Entries shown |

━━━━━━━━━━━━━━━━━━━━━━━━━━━━━━

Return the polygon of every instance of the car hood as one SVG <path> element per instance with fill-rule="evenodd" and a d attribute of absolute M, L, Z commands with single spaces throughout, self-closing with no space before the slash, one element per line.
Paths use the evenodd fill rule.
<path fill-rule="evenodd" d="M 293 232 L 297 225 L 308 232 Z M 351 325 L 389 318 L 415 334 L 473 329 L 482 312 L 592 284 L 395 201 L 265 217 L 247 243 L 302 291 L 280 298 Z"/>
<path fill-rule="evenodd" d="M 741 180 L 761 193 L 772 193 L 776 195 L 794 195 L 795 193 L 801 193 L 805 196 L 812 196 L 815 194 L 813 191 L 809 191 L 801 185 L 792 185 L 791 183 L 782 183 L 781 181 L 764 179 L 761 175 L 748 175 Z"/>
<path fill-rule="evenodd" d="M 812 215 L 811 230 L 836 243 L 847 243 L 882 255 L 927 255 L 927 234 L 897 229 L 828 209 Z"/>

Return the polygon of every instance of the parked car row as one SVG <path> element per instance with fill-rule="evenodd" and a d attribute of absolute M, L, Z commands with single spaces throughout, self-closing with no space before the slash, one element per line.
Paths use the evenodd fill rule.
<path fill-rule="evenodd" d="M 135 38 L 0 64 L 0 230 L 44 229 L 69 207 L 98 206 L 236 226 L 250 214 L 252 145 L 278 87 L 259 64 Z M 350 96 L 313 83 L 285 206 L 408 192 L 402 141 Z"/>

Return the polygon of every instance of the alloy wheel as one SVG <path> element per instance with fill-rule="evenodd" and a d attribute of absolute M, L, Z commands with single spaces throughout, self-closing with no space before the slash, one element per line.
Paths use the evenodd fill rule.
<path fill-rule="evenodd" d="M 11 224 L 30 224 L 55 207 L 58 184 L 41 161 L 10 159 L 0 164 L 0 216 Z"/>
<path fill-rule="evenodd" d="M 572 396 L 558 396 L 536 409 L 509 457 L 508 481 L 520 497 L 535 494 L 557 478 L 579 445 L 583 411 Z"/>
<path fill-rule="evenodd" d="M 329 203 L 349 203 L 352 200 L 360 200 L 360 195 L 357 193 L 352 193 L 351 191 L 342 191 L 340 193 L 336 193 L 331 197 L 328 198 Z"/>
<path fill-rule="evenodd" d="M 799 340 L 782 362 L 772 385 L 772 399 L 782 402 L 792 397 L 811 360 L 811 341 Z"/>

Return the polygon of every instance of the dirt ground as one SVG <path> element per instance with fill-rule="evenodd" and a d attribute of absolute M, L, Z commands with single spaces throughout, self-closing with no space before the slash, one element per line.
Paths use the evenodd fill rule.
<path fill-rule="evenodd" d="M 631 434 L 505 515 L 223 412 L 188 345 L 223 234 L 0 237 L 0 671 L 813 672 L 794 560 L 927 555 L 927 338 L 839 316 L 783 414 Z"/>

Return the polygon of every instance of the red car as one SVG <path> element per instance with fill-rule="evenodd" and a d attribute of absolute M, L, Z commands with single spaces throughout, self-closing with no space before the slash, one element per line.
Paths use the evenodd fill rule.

━━━━━━━━━━━━━━━━━━━━━━━━━━━━━━

Work to be completed | Rewrite all of the items above, swapping every occurrence of "polygon" for "outline" and keeping everything else the same.

Response to the exercise |
Return the outline of every instance of the car hood as one SVG <path> element per instance with fill-rule="evenodd" and a d attribute of absolute M, L, Z commands with single spaces throughout, self-closing with no space before the slash, one element per line.
Paths use the evenodd fill rule.
<path fill-rule="evenodd" d="M 293 232 L 297 225 L 308 232 Z M 351 325 L 389 318 L 415 334 L 473 329 L 482 312 L 592 284 L 395 201 L 265 217 L 247 243 L 302 291 L 280 298 Z"/>
<path fill-rule="evenodd" d="M 741 180 L 761 193 L 772 193 L 776 195 L 794 195 L 795 193 L 801 193 L 805 196 L 812 196 L 815 194 L 813 191 L 809 191 L 801 185 L 792 185 L 791 183 L 782 183 L 781 181 L 764 179 L 761 175 L 748 175 Z"/>
<path fill-rule="evenodd" d="M 812 215 L 811 230 L 836 243 L 847 243 L 882 255 L 927 255 L 927 234 L 897 229 L 828 209 Z"/>

Return the outline of every instance of the parked car row as one SVG <path> element per instance with fill-rule="evenodd" and a d attribute of absolute M, L, Z commands with single spaces throughout, self-closing with no space before the slash, one element per line.
Paths use the evenodd fill rule.
<path fill-rule="evenodd" d="M 135 38 L 0 64 L 0 230 L 44 229 L 69 207 L 98 206 L 236 226 L 250 214 L 252 145 L 278 87 L 259 64 Z M 350 96 L 313 83 L 285 206 L 408 192 L 402 141 Z"/>

Return the outline of every instance of the alloy wheel as one SVG <path> element per instance with fill-rule="evenodd" and a d attribute of absolute M, L, Z commands with single spaces throughout, self-closing with no space before the slash, one element per line.
Paths use the evenodd fill rule.
<path fill-rule="evenodd" d="M 11 224 L 30 224 L 55 207 L 58 184 L 41 161 L 10 159 L 0 164 L 0 216 Z"/>
<path fill-rule="evenodd" d="M 572 396 L 558 396 L 536 409 L 509 457 L 508 481 L 520 497 L 535 494 L 557 478 L 579 445 L 583 411 Z"/>
<path fill-rule="evenodd" d="M 329 203 L 349 203 L 352 200 L 360 200 L 360 195 L 357 193 L 352 193 L 351 191 L 342 191 L 340 193 L 336 193 L 331 197 L 328 198 Z"/>
<path fill-rule="evenodd" d="M 799 340 L 782 362 L 772 385 L 772 399 L 782 402 L 792 397 L 811 360 L 811 341 Z"/>

Return the outline of every instance of the dirt ground as one SVG <path> element per instance with fill-rule="evenodd" and a d attribute of absolute M, L, Z commands with single spaces throughout, self-closing with no space before the slash, one element per line.
Paths use the evenodd fill rule.
<path fill-rule="evenodd" d="M 631 434 L 505 515 L 223 412 L 188 345 L 223 234 L 0 237 L 0 671 L 813 672 L 794 560 L 927 555 L 927 338 L 839 316 L 783 414 Z"/>

Return the outline of every instance of the red car as one SVG <path> element per instance with fill-rule="evenodd" and a d attribute of absolute M, L, Z commands with single spaces throughout, self-closing with no space before the slash, one element per line.
Paths use the evenodd fill rule.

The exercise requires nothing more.